Collected data:
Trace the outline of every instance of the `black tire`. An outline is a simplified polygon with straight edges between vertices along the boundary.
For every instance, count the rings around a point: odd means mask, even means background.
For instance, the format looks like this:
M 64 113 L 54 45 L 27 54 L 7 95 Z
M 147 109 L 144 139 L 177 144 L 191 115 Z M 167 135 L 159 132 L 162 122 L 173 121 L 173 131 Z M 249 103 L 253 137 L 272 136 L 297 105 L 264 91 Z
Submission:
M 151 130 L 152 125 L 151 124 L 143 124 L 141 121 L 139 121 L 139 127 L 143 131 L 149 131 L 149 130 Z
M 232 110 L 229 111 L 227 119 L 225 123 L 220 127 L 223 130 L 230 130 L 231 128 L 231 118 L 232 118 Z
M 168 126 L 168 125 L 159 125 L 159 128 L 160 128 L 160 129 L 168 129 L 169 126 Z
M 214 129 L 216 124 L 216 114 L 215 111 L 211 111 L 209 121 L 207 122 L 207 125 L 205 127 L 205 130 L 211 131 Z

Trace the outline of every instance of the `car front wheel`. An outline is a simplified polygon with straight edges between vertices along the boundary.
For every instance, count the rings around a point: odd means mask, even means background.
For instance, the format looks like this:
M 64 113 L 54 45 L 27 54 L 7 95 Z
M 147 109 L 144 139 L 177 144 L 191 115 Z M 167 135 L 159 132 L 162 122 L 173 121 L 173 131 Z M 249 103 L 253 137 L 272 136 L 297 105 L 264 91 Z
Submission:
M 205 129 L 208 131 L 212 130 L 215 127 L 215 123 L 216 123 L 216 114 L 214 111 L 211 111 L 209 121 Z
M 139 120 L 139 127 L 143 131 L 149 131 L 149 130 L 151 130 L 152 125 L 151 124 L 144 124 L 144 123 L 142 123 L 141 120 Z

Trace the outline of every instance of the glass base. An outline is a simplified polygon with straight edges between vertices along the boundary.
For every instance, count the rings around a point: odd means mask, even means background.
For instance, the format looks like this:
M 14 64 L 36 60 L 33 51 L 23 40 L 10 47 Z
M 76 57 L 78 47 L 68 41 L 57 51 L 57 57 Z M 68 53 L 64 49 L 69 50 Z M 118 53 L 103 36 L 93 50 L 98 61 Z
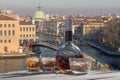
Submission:
M 40 68 L 27 68 L 28 72 L 40 72 Z

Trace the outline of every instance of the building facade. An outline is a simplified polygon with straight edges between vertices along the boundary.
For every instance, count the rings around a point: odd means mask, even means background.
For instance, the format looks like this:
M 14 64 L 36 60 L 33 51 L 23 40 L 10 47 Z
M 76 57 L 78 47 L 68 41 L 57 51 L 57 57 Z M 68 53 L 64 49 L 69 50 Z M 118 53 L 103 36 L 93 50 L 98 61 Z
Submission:
M 36 26 L 25 21 L 20 21 L 20 45 L 26 43 L 27 41 L 36 41 Z
M 45 23 L 46 33 L 59 36 L 60 25 L 62 25 L 62 22 L 46 21 Z
M 0 14 L 0 53 L 16 53 L 26 41 L 36 41 L 35 25 Z
M 19 49 L 19 21 L 0 15 L 0 52 L 17 52 Z
M 81 34 L 86 39 L 93 39 L 97 31 L 101 30 L 104 27 L 103 22 L 90 22 L 86 24 L 81 24 Z

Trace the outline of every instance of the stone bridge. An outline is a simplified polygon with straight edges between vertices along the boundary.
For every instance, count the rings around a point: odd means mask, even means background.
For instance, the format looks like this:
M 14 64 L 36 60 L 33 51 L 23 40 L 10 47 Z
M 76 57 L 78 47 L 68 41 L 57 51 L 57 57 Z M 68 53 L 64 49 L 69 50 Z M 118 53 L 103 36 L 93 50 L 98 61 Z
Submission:
M 33 47 L 45 47 L 45 48 L 49 48 L 49 49 L 52 49 L 52 50 L 57 50 L 58 49 L 58 46 L 56 46 L 56 45 L 53 45 L 53 44 L 51 44 L 51 43 L 49 43 L 49 42 L 37 42 L 37 43 L 32 43 L 31 44 L 31 47 L 33 48 Z

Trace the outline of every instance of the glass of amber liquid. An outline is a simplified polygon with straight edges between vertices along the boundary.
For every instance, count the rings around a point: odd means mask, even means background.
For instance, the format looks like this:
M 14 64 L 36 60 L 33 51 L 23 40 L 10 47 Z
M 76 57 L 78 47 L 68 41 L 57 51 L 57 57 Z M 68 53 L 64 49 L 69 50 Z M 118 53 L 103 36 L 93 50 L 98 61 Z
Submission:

- _ACTIVITY_:
Reproduce the data word for word; no pictures.

- _TASK SOLUTION_:
Trace the outline of every instance of the `black tire`. An outline is a simplified polygon with straight edges between vertices along the boundary.
For every instance, count the rings around a point: odd means mask, even means background.
For instance, the format looks like this:
M 64 113 L 54 45 L 27 54 L 7 95 Z
M 147 109 L 144 139 L 177 144 L 191 115 Z M 167 135 L 159 132 L 162 122 L 173 121 L 173 131 Z M 249 103 L 253 137 L 272 136 L 297 105 L 264 91 Z
Submission:
M 151 130 L 152 125 L 151 124 L 143 124 L 141 121 L 139 121 L 139 127 L 143 131 L 149 131 L 149 130 Z
M 232 110 L 229 111 L 227 119 L 225 123 L 220 127 L 223 130 L 230 130 L 231 128 L 231 118 L 232 118 Z
M 168 126 L 168 125 L 159 125 L 159 128 L 160 128 L 160 129 L 168 129 L 169 126 Z
M 214 129 L 216 124 L 216 114 L 215 111 L 211 111 L 209 121 L 207 122 L 207 125 L 205 127 L 205 130 L 211 131 Z

Trace the outline of every instance of the `car front wheel`. An outline is a simplified polygon with straight edges between vertices along the boundary.
For every instance, count the rings around a point: odd means mask, even means background.
For instance, the format looks like this:
M 64 113 L 54 45 L 27 54 L 7 95 Z
M 147 109 L 144 139 L 177 144 L 191 115 Z M 167 135 L 159 132 L 162 122 L 173 121 L 173 131 Z M 249 103 L 253 137 L 272 136 L 297 105 L 264 91 Z
Submission:
M 205 129 L 208 131 L 212 130 L 215 127 L 215 123 L 216 123 L 216 114 L 214 111 L 211 111 L 209 121 Z
M 139 120 L 139 127 L 143 131 L 149 131 L 149 130 L 151 130 L 152 125 L 151 124 L 144 124 L 144 123 L 142 123 L 141 120 Z

Trace the outline of every instance of the glass base. An outline is a simplified polygon with straight edges between vertices along the boundary.
For every instance, count the rings around a point: odd means mask, even means background.
For instance, the format looks like this:
M 14 64 L 36 60 L 33 51 L 23 40 L 10 47 Z
M 76 57 L 78 47 L 68 41 L 57 51 L 57 57 Z M 68 53 L 64 49 L 69 50 Z M 118 53 L 103 36 L 93 50 L 98 61 Z
Submission:
M 40 68 L 27 68 L 28 72 L 40 72 Z

Trace the outline of every instance of the building facade. An outline is a simplified polygon with straight edges between vertices along the boundary.
For every instance, count the rings around a point: odd means mask, even means background.
For instance, the format looks like this:
M 14 64 L 36 60 L 33 51 L 23 40 L 10 47 Z
M 76 57 L 78 47 L 68 41 L 57 51 L 57 57 Z M 68 53 L 64 49 L 69 50 Z M 118 53 L 103 36 L 93 50 L 98 61 Z
Submission:
M 36 26 L 25 21 L 20 21 L 20 45 L 26 43 L 27 41 L 36 41 Z
M 45 23 L 46 33 L 59 36 L 60 25 L 62 25 L 62 22 L 46 21 Z
M 0 14 L 0 53 L 16 53 L 26 41 L 36 41 L 35 25 Z
M 19 49 L 19 21 L 0 15 L 0 52 L 17 52 Z
M 81 34 L 86 39 L 93 39 L 97 31 L 101 30 L 104 27 L 103 22 L 90 22 L 86 24 L 81 24 Z

Trace the outline of every instance of the stone bridge. An outline is a simplified polygon with straight edges between vertices along the boundary.
For every instance, count the rings around a point: odd means mask, even means background.
For instance, the format looks like this:
M 14 64 L 36 60 L 33 51 L 23 40 L 10 47 Z
M 76 57 L 78 47 L 68 41 L 57 51 L 57 57 Z M 68 53 L 64 49 L 69 50 Z M 118 53 L 103 36 L 93 50 L 98 61 Z
Submission:
M 33 47 L 45 47 L 45 48 L 49 48 L 49 49 L 52 49 L 52 50 L 57 50 L 58 49 L 58 46 L 56 46 L 56 45 L 53 45 L 53 44 L 51 44 L 51 43 L 49 43 L 49 42 L 37 42 L 37 43 L 32 43 L 31 44 L 31 47 L 33 48 Z

Trace the outline of every instance of the glass of amber liquid. An outline is a simplified polygon with straight edges between vertices along the boundary.
For every instance, count the rings around a point: odd means mask, even means background.
For instance, the format looks like this:
M 14 64 L 36 60 L 33 51 L 23 40 L 10 47 Z
M 76 57 L 78 47 L 68 41 L 57 51 L 57 57 Z M 68 53 L 64 49 L 69 50 Z M 118 53 L 103 36 L 93 50 L 98 61 Z
Submission:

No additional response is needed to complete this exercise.